- _Activity_: With pictures removed, output every record below exactly as written.

- _Exercise material_:
□ □ □ □

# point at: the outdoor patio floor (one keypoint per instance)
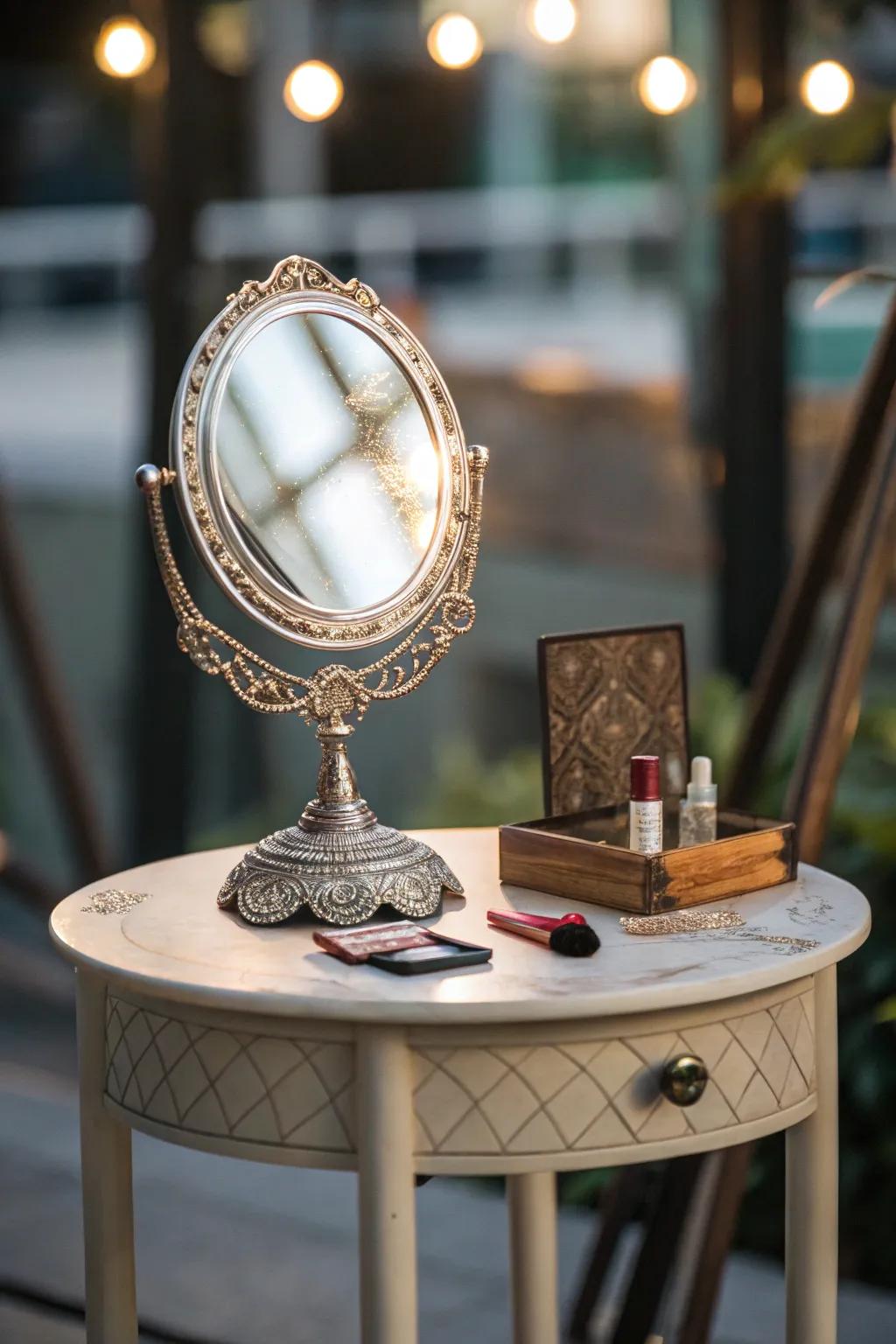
(238, 1253)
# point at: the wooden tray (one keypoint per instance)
(584, 857)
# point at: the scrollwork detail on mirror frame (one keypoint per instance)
(298, 275)
(335, 694)
(338, 859)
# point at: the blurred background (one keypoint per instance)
(610, 225)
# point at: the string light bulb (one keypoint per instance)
(552, 20)
(826, 88)
(667, 85)
(124, 49)
(313, 90)
(454, 42)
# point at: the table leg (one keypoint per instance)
(107, 1190)
(532, 1205)
(812, 1190)
(384, 1109)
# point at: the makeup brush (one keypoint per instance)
(571, 934)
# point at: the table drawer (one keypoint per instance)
(592, 1095)
(496, 1098)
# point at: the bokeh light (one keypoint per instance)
(124, 49)
(313, 90)
(454, 42)
(552, 20)
(826, 88)
(667, 85)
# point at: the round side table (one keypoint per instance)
(250, 1042)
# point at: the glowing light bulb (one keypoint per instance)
(454, 42)
(826, 88)
(552, 20)
(124, 49)
(667, 85)
(313, 92)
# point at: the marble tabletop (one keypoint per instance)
(178, 944)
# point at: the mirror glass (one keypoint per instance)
(328, 466)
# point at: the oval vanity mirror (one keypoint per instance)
(321, 472)
(326, 464)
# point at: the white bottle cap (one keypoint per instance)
(702, 789)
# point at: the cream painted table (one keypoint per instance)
(250, 1042)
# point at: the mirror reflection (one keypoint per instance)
(326, 463)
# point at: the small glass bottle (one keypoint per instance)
(697, 812)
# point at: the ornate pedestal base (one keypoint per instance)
(344, 877)
(339, 860)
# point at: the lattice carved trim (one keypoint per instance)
(491, 1100)
(226, 1083)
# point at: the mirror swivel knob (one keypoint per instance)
(684, 1080)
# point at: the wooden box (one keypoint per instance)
(584, 857)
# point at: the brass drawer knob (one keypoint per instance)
(684, 1080)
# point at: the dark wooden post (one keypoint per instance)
(752, 409)
(171, 156)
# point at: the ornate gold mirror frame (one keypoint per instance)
(338, 859)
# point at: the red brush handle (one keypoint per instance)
(546, 922)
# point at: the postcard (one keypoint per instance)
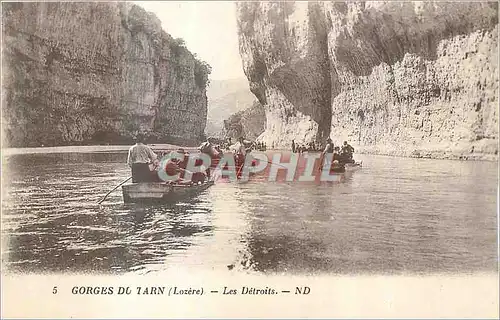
(221, 159)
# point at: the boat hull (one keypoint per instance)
(161, 192)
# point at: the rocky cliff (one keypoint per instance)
(226, 97)
(97, 72)
(399, 78)
(249, 123)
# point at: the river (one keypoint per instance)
(394, 216)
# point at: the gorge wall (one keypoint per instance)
(397, 78)
(77, 73)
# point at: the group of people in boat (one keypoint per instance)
(145, 163)
(301, 148)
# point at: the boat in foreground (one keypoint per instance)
(161, 191)
(353, 166)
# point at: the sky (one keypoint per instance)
(208, 29)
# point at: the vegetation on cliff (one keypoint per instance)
(81, 73)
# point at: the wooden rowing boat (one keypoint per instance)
(161, 192)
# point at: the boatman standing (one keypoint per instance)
(139, 158)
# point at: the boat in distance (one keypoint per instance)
(161, 191)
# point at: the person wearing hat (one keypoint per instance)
(138, 159)
(347, 151)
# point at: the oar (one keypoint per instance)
(107, 194)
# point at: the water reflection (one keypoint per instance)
(396, 215)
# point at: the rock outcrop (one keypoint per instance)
(226, 97)
(399, 78)
(77, 73)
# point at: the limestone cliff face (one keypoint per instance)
(249, 123)
(400, 78)
(97, 72)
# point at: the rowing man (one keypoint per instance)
(139, 158)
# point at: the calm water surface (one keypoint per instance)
(396, 215)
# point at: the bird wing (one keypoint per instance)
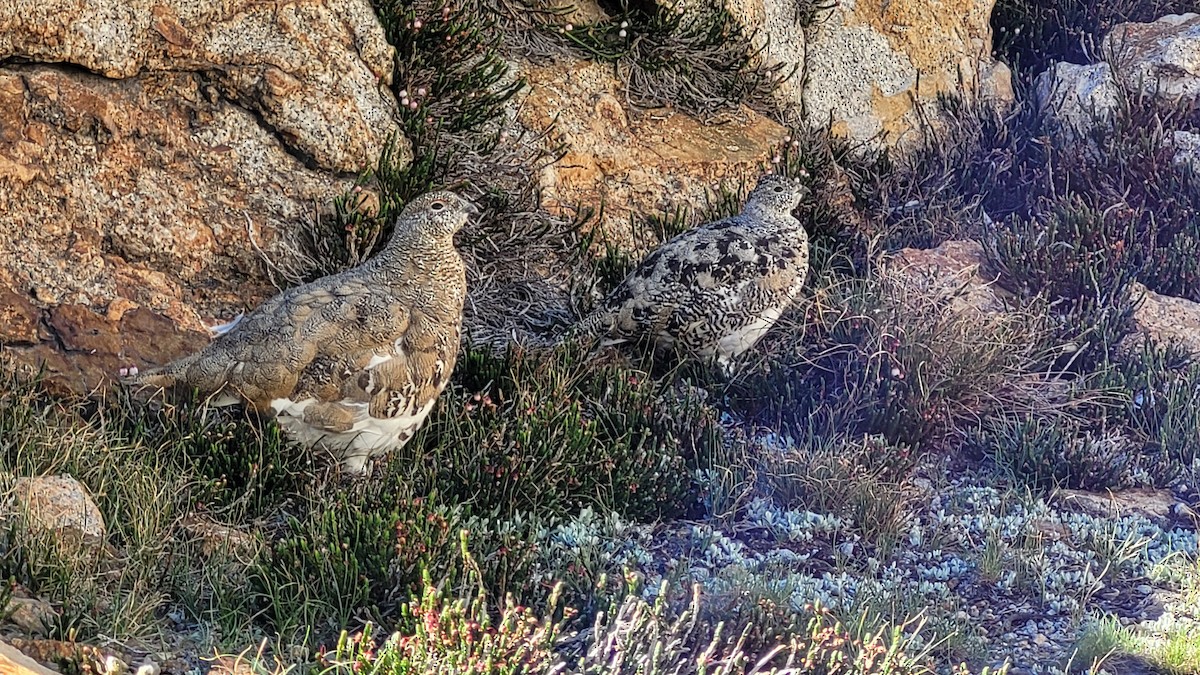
(720, 268)
(330, 326)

□ □ □ □

- _Exercise response_:
# point at: the outdoor patio floor (one keypoint per instance)
(238, 1253)
# point at: the wooden tray (one keypoint per instance)
(584, 857)
# point at: the scrollwork detail on mirror frame (one keypoint per instance)
(298, 275)
(335, 694)
(338, 859)
# point at: the blurred background (one keypoint per instance)
(610, 225)
# point at: the string light bulb (one keypoint per instance)
(552, 20)
(826, 88)
(667, 85)
(124, 49)
(313, 90)
(454, 42)
# point at: the table leg (one keypoint per instance)
(107, 1190)
(532, 1205)
(812, 1190)
(384, 1109)
# point at: the makeup brush (one keypoint per instance)
(571, 934)
# point at: the table drawer (one keypoint per instance)
(592, 1095)
(496, 1098)
# point at: the bokeh light (one keypoint per instance)
(124, 49)
(313, 90)
(454, 42)
(552, 20)
(826, 88)
(667, 85)
# point at: the round side table (one keypoint per instance)
(250, 1042)
# point at: the glowing light bulb (one keypoint per instance)
(454, 42)
(826, 88)
(552, 20)
(124, 49)
(667, 85)
(313, 92)
# point at: the marble tabletop (one keypoint per instance)
(178, 944)
# point at: the mirror glass (one keypoint per instance)
(328, 466)
# point at: the oval vanity mirror (one keypoint per instance)
(321, 472)
(326, 464)
# point at: the white bottle cap (one keypoint per instance)
(702, 789)
# point at: the cream painted table (one keypoint per instance)
(250, 1042)
# point at: the mirror reflection (one keypoint per instance)
(326, 463)
# point at: the small glass bottle (one keypoint per instance)
(697, 812)
# point at: the ornate pedestal base (one keypoint per instance)
(344, 877)
(339, 860)
# point at: the lattice carved trim (one keypoint per instance)
(491, 1100)
(226, 1083)
# point at: the mirror swivel knob (one keypoint per instance)
(684, 1080)
# point at: the wooden box (one keypoint per instance)
(584, 857)
# point at: the brass drawer knob (one keypoint per instance)
(684, 1080)
# point at: the dark wooden post (one keypoint per instance)
(752, 409)
(171, 156)
# point at: the ornate gold mirror frame (one keypoint per instance)
(338, 859)
# point at: the red brush handle (one keypoint per instance)
(546, 922)
# point at: the postcard (one keypoint per instance)
(221, 159)
# point at: the boat hull (one keypoint per instance)
(161, 192)
# point at: the rocky cliff (one keypoint per instance)
(226, 97)
(97, 72)
(399, 78)
(249, 123)
# point at: the river (one keypoint per instance)
(394, 216)
# point at: the gorge wall (one keypoint per instance)
(397, 78)
(77, 73)
# point at: the group of people in boat (one keypoint per instance)
(145, 163)
(301, 148)
# point at: the boat in foreground (one keypoint per instance)
(161, 191)
(353, 166)
# point at: the sky (one keypoint per instance)
(208, 29)
# point at: the vegetation on cliff (one keypoint per instance)
(81, 73)
# point at: the wooden rowing boat (one keypoint per instance)
(161, 192)
# point at: the boatman standing (one keypoint per instance)
(139, 158)
# point at: the boat in distance (one keypoint per instance)
(161, 191)
# point at: the person wearing hat (one keypoint per instance)
(138, 159)
(347, 151)
# point at: the oar (one keypoint per instance)
(107, 194)
# point at: the water reflection (one keypoint per instance)
(396, 215)
# point at: the rock outcrop (one keypoint per instance)
(226, 97)
(399, 78)
(77, 73)
# point at: the limestone cliff face (one keypoint per instance)
(249, 123)
(400, 78)
(97, 72)
# point at: the rowing man (one keypoint per instance)
(139, 158)
# point at: the calm water surface (one keypoint per instance)
(396, 215)
# point at: the bird wing (one keypoint per instance)
(720, 268)
(330, 326)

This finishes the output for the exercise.